» **EXERCISE GOAL**: In the forum thread on moving scores from Cubase to Sibelius, which three plugins does arnau apply after importing the MIDI into Sibelius?

» **TEXT EXTRACT**:
^^^^^^^^

# Notation/orchestration from Cubase to Sibelius questions



## Ryan (Jul 22, 2012)

Hi

Next year I'm gonna compose for a symphony. This means that I need to do some notation and orchestration from Cubase into Sibelius. I'm more of the sequencer type of guy, but I really need to learn some basic tricks to get my sequenced score into Sibelius where I could start to do some cleaning and real notation. Does any one have some video-tips, books, personal experience they want to shear with me? 

I would be most grateful for any kind of user experience. 

I know there are some books that covers this subject, but I would like to hear some thoughts from you guys. 
I've started to read some books on writing for strings etc, but I need more!!

I think I saw a video by Mike P. (Cinesamples) for a while ago where he shows us from muck-up to real orchestra. I sort of want a more detailed video/book like that, if its possible. 

Finally I got the chance to compose for a real orchestra :D gonna be awesome! 

Best Regards
Ryan


----------



## Daryl (Jul 22, 2012)

Not to be argumentative, but if you are writing for a real orchestra, while on earth would you use Cubase at all? Just type directly into Sibelius.

BTW Mike P. might take offense at being accused of writing a "muck-up". :lol: 

D


----------



## Ryan (Jul 22, 2012)

Thanks Daryl. But not the answer I was looking for

I like to sequence before I use Sibelius. As I'm a noob at orchestration in the first place.


----------



## arnau (Jul 22, 2012)

I do this only when transcribing music for picture, no when I write concert music (then I go directly to Sibelius):

Import MIDI into Sibelius. Select the Minimun duration value in Notation. Tip: if you have several values, for exemple a lot of 8ths but several 16th, you can import the same MIDI file twice with these different values and copy from each one as needed, 
Then apply several plugins: 
1. Re-notate performance
2. Combine tied notes and rests (specially if you are transcribing strings played in one track)
3. remove overlapping notes.
With these plugins you can clean a lot, but always you have to check carefully and rewrite some stuff. There is not a PERFECT solution. This is the fastest for me and I can tell you I've done this quite often...

What I do next is: open my template score on the left monitor, then the clean MIDI on the right so I can copy from right to left selecting the material I need in each situation. For example, you can have several tracks of different articulations for violins on the right that you want to put together on the left...
I also have Cubase opened on the back so I can double-check. 

Hope this helps..
Arnau


----------



## Daryl (Jul 22, 2012)

Depending on the complexity of your music, you may find it quicker to clean it up, including explode where necessary, in the Cubase Score Editor, and then use the Score to MIDI function, export a MIDI file and then import that into Sibelius. Just be careful about leaving anything on Channel 10, because you may get results that you're not prepared for. :wink: 

D


----------



## sbkp (Jul 22, 2012)

This may also not be the answer you're looking for 

Orchestrating for a real orchestra isn't necessarily all that much like orchestrating for samples. It's easy to make things sound good in samples that will sound terrible (or just awkward, etc) played live. It's at least as easy to do that as it is to write stuff for live players that will sound terrible on samples, in my opinion.


----------



## mducharme (Jul 22, 2012)

^^^^^^^^

» **EXCERPTED DATA**:
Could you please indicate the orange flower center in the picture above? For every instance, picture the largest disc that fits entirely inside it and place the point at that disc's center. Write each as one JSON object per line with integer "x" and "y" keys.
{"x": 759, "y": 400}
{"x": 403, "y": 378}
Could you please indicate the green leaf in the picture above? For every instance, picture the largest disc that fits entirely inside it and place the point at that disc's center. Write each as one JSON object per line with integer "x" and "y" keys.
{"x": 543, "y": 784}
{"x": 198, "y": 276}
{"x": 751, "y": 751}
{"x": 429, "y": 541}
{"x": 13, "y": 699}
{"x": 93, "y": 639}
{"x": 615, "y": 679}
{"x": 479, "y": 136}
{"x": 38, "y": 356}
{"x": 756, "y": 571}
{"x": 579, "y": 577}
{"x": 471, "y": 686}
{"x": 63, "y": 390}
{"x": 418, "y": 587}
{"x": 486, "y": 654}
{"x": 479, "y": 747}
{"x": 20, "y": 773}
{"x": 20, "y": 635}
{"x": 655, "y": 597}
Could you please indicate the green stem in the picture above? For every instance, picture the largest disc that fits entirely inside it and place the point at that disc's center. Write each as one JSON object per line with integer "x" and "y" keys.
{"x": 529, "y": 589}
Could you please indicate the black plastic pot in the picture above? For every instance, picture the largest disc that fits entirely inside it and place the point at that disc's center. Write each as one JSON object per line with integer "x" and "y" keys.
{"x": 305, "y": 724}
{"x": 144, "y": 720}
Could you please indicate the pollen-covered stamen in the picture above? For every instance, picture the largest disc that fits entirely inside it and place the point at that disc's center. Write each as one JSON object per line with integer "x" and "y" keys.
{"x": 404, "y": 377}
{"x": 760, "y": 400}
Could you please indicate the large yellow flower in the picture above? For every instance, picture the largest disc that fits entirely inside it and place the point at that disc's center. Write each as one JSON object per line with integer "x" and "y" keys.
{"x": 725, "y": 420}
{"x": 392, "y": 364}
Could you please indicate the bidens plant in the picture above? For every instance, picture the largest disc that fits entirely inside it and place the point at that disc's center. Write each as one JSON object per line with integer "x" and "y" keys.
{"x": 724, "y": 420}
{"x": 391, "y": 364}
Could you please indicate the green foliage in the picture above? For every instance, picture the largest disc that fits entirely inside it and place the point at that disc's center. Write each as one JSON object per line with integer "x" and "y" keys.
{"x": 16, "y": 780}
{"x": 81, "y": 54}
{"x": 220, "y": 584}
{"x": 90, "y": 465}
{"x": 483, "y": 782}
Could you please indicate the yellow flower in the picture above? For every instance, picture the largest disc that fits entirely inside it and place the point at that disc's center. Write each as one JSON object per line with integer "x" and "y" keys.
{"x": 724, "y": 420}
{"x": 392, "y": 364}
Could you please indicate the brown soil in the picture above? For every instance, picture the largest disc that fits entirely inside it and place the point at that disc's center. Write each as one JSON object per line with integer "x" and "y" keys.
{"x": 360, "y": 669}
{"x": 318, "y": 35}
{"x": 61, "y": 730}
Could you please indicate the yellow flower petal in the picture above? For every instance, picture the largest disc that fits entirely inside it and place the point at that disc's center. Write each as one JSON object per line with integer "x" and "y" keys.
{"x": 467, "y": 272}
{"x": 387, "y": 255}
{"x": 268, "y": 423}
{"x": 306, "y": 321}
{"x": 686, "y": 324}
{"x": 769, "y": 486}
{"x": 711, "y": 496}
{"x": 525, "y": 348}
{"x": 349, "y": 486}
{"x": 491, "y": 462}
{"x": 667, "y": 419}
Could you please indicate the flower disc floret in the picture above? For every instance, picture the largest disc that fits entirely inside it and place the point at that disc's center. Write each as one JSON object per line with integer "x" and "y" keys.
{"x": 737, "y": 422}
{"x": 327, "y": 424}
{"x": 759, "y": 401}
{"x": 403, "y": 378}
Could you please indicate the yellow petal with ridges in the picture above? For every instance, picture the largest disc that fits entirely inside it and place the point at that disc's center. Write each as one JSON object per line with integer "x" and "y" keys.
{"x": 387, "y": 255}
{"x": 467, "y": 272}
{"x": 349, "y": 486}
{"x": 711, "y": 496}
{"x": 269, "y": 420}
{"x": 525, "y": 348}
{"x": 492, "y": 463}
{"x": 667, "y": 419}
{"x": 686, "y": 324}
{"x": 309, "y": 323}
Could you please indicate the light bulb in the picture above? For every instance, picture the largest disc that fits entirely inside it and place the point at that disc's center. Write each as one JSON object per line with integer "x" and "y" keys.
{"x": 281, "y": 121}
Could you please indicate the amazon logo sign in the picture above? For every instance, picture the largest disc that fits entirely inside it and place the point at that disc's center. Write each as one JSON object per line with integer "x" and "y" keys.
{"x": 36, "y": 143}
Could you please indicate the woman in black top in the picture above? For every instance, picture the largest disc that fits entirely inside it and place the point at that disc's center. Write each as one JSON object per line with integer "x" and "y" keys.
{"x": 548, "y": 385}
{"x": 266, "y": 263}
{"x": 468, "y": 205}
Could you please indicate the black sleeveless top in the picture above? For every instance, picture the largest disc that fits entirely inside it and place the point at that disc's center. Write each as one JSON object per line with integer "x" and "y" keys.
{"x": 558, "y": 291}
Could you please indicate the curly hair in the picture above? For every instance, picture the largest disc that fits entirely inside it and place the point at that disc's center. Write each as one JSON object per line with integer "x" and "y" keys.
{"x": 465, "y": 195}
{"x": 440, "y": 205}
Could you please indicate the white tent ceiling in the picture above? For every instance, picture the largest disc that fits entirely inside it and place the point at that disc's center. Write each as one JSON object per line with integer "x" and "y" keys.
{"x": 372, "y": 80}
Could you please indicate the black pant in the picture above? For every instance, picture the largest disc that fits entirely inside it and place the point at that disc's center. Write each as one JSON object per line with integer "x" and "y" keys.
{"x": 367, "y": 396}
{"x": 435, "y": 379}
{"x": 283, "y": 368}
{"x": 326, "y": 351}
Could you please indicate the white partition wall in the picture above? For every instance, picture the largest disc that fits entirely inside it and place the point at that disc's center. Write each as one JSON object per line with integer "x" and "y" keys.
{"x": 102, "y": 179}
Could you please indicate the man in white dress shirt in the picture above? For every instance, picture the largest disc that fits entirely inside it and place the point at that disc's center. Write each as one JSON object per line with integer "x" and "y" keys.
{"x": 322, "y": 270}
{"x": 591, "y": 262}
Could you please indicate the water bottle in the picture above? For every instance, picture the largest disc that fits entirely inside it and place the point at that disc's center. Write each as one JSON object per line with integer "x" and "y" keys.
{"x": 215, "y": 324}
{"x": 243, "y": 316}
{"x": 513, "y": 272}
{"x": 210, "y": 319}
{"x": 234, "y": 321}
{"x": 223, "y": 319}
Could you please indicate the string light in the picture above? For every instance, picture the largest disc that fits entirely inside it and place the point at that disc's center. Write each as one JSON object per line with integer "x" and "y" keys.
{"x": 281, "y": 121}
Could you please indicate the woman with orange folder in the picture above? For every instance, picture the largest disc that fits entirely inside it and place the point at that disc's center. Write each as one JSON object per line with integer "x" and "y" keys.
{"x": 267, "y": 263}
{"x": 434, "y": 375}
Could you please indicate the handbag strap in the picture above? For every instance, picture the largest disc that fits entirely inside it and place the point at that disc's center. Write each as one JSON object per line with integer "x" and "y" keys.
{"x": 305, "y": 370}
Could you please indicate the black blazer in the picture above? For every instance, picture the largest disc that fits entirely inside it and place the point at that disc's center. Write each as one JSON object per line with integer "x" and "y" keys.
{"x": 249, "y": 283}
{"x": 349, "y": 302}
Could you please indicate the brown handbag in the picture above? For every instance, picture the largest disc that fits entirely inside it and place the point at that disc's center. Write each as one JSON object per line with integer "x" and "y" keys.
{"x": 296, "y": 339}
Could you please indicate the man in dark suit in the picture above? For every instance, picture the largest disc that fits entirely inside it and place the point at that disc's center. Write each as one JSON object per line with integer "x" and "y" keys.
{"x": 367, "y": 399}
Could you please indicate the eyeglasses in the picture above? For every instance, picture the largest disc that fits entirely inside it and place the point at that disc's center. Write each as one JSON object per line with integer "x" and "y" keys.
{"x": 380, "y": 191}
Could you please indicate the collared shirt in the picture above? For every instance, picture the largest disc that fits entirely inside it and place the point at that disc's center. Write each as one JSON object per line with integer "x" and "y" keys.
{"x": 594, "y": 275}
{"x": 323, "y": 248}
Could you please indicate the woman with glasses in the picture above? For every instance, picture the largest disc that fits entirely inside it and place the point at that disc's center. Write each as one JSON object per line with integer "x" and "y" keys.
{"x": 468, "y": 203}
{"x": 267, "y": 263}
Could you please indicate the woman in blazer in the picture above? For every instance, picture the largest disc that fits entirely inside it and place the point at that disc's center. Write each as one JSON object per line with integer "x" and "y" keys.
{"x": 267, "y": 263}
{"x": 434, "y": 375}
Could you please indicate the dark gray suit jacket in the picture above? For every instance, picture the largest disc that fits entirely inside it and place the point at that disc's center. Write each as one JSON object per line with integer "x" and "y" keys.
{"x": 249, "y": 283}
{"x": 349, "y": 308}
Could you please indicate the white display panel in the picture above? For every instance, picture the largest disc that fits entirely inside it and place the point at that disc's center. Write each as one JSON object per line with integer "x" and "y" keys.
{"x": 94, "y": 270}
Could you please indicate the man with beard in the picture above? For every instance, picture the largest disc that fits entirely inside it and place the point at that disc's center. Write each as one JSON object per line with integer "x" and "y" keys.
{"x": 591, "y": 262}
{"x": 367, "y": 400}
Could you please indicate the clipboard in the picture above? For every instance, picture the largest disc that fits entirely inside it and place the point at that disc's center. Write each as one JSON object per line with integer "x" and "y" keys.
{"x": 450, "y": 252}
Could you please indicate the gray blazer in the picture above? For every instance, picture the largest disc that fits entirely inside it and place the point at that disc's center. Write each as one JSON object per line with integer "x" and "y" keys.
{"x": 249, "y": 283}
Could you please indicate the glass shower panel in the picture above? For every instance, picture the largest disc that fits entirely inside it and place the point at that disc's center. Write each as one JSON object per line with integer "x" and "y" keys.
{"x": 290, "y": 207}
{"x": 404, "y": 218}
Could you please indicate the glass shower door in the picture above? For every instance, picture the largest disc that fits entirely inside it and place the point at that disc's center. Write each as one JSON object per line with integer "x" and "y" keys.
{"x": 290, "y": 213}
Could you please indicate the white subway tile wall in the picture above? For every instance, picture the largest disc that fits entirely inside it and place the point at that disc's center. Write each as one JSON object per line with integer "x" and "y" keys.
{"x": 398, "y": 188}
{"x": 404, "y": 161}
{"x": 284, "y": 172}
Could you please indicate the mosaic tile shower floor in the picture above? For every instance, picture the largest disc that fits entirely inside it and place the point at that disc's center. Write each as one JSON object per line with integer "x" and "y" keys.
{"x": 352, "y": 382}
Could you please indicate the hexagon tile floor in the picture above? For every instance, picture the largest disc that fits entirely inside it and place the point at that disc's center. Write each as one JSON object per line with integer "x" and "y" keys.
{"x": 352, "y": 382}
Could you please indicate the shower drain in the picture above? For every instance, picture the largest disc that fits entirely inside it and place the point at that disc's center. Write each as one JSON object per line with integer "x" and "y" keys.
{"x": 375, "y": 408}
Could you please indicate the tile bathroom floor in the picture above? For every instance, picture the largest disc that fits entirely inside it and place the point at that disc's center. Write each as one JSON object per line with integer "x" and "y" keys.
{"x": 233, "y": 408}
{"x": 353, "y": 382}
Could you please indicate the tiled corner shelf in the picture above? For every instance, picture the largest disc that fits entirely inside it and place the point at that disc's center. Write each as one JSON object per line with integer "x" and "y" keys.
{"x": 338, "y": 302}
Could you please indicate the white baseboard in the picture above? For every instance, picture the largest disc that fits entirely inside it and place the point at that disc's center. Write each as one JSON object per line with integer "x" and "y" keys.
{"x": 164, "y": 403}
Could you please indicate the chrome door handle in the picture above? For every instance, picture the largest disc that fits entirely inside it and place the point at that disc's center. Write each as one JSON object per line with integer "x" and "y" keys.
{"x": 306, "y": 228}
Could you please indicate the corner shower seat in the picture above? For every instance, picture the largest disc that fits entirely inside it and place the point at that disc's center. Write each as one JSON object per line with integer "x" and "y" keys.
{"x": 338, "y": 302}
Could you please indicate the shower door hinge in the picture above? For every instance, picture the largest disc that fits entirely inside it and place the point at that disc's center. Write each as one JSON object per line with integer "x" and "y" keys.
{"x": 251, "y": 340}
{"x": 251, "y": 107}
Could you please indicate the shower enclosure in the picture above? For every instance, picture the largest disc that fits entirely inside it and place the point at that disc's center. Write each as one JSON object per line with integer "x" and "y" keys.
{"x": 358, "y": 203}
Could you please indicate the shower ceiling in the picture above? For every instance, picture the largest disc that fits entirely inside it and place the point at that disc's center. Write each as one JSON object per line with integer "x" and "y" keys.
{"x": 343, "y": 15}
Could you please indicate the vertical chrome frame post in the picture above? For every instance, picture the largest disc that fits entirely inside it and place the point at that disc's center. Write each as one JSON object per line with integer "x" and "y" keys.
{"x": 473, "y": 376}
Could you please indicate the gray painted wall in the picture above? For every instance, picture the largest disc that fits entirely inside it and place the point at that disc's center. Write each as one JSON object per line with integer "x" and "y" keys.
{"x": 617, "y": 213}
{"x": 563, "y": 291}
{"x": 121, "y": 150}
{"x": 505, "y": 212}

^^^^^^^^

» **WRITTEN ANSWER**: Re-notate performance, Combine tied notes and rests, and remove overlapping notes.